» What to do
Pictures aside, quote the whole listing exactly.

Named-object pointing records

——————————

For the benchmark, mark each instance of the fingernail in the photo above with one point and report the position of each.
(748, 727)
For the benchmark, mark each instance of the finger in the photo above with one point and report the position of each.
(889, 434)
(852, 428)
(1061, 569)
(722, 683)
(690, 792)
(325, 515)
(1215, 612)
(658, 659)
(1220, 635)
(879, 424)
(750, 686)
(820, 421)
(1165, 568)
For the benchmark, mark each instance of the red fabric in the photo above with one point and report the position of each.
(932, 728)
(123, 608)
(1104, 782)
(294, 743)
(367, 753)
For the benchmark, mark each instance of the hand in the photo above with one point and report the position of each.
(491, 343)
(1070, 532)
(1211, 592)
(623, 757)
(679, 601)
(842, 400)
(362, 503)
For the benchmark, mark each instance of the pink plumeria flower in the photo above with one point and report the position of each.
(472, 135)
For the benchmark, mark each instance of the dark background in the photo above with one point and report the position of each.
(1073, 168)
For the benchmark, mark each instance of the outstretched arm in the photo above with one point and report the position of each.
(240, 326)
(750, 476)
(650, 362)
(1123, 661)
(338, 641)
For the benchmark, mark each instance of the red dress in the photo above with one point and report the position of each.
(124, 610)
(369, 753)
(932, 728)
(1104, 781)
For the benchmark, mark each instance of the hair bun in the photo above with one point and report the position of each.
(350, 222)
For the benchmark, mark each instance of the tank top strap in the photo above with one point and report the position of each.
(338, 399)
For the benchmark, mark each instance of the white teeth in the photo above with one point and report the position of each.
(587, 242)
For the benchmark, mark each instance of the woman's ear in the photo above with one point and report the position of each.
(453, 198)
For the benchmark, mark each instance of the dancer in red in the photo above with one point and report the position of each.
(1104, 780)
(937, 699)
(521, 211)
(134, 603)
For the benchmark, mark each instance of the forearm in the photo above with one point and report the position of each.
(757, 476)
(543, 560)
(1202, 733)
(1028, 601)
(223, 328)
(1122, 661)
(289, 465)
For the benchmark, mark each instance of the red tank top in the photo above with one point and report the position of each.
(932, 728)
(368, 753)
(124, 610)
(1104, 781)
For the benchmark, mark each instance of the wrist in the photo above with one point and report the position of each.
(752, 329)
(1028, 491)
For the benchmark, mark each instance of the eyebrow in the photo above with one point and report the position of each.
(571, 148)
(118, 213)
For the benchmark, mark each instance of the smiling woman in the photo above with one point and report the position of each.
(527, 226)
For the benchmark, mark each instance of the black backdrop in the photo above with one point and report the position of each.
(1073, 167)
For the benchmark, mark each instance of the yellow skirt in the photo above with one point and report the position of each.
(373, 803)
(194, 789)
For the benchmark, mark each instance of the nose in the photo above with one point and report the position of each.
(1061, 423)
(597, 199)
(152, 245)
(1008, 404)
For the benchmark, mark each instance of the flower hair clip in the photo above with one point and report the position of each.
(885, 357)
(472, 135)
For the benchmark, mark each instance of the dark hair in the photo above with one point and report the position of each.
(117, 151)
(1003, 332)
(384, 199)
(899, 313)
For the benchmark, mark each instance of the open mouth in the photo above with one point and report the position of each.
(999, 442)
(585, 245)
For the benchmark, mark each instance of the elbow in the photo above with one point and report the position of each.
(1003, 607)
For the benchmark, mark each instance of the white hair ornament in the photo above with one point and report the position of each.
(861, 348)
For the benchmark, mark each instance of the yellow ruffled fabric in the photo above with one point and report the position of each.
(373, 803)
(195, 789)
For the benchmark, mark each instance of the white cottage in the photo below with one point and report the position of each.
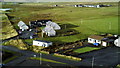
(49, 31)
(117, 42)
(95, 39)
(42, 43)
(22, 26)
(104, 41)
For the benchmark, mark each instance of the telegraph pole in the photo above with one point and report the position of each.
(109, 25)
(92, 61)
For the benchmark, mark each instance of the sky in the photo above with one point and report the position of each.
(60, 0)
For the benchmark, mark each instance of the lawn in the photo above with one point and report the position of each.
(7, 30)
(86, 49)
(47, 60)
(88, 21)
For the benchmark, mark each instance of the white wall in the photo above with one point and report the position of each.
(38, 43)
(104, 44)
(93, 41)
(117, 42)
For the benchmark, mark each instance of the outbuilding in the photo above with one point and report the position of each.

——————————

» Written answer
For the benchmark, mark each instance of the fingernail in the photo above with one point and report the position of each.
(748, 727)
For the benchmark, mark each instance of the finger in the photo above with one point and report the position of each.
(889, 434)
(852, 428)
(1061, 569)
(722, 683)
(690, 792)
(325, 515)
(1215, 612)
(658, 659)
(1220, 635)
(879, 424)
(750, 686)
(820, 421)
(1165, 568)
For the benchmark, mark each instance of the red fabric in the photo above with one point and report the position of each.
(932, 728)
(123, 608)
(1104, 782)
(294, 743)
(367, 753)
For the benchmark, mark each instance of the hand in the photo above with one point and report the position of each.
(491, 343)
(1070, 532)
(1211, 592)
(623, 757)
(679, 601)
(842, 400)
(362, 503)
For the benchmark, mark each instance of the pink plumeria flower in the photo above with one point and report the position of each.
(472, 135)
For the benchmark, mark each instance of the dark background in the photo above with one point and report the position of each.
(1073, 168)
For the benchmark, mark each instance of the outstretched arm in the photo above with one point and report the position of each.
(240, 326)
(750, 476)
(650, 362)
(1123, 661)
(338, 641)
For the benchmark, mark each instance of the red dress in the photo above with one point and report the position of each.
(124, 610)
(369, 753)
(932, 728)
(1104, 781)
For the benchmark, mark each instance of the hair bun in the photo above with one point and report the position of each.
(350, 222)
For the benchmark, mark each instance of the tank top strap in the photo above with one point and report the position of each.
(338, 399)
For the benchmark, mark each instance of the white teeth in the photo above with one point and report the position of each.
(587, 242)
For the benchmark, mark each instance of the woman's ear in the photo above with one point and report the position of each.
(453, 198)
For the benchmark, mark each instance of the dancer in red in the photo above with one point and report the position of each.
(1104, 780)
(937, 699)
(521, 211)
(134, 603)
For the benchmark, mark each instance of the forearm in the photo above with one point and report the position of each.
(757, 476)
(543, 560)
(1202, 733)
(1028, 601)
(223, 328)
(1122, 661)
(289, 465)
For the benchmark, mark each instance of the red tank top in the photo above with one point and report the position of each.
(932, 728)
(368, 753)
(124, 610)
(1104, 781)
For the benchmark, mark each instance of the wrist in the photo above with one point and report the position of each.
(752, 329)
(1028, 491)
For the benchmark, mark each instance of the eyebrow in the photo above with one point and report the position of each.
(571, 148)
(118, 213)
For the benchmark, mark each instance of the smiling woman in the photo above with one point and report the position of each.
(527, 226)
For the benchmark, mark each instance of the black backdrop in the photo above with one point and report the position of each.
(1073, 167)
For the benchmark, mark each instance of the yellow skirt in the photo above with one point and report the position of each.
(373, 803)
(194, 789)
For the benchmark, mark each instance of the nose in the photo above with one point and report the position of each.
(1061, 423)
(597, 199)
(152, 245)
(1008, 404)
For the benchmark, mark each instance of the flower hair clip in the photo above with one point and report the position of each.
(885, 357)
(472, 135)
For the benchmark, mark each instance of the dark hair in the photo above with one point and report the position of each.
(117, 151)
(1003, 332)
(384, 199)
(899, 313)
For the benchmark, mark each instance of the open mouth in the photo above with one point and report the position of each.
(999, 442)
(585, 245)
For the benchmark, mark each instance of the elbow in the photo above with one point and report the position of each.
(1003, 607)
For the benchmark, mark each instance of the white hair ornament in the photo above with one point and report the position of each.
(861, 348)
For the benchmark, mark each instance of the yellow ruffled fabric in the photo above with one point and report the position of each.
(373, 803)
(195, 789)
For the benchmark, mark each instance of the white cottage in the photo below with one point and report the position of each.
(49, 31)
(117, 42)
(95, 39)
(42, 43)
(22, 26)
(104, 41)
For the benchmark, mark each instance of the telegraph pole in the photo above with one point and report the position of each.
(109, 25)
(92, 61)
For the benchmark, mark each instance of the sky in the photo above with one point and report the position of each.
(60, 0)
For the benchmark, mark each instance of the lawn in the photo above with one point and report the position of each.
(7, 30)
(86, 49)
(47, 60)
(88, 21)
For the benchmark, mark each instance of the white wall in the photo above with one point and report the position of each.
(38, 43)
(104, 44)
(93, 41)
(117, 42)
For the benchmark, mark each instance of the outbuilding in the photo above with one point and report the position of each.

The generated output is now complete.